Exercise objective
Please write back every entry exactly, character for character.

Input records
===============
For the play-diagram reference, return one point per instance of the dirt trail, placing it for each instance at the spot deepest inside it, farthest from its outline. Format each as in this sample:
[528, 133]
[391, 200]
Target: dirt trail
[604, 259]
===============
Answer section
For the play-diagram reference, return one point per instance of the dirt trail, placing it for each instance at the spot deepest inside it, farthest from its outline. Format each as in this sample:
[528, 133]
[391, 200]
Target: dirt trail
[604, 259]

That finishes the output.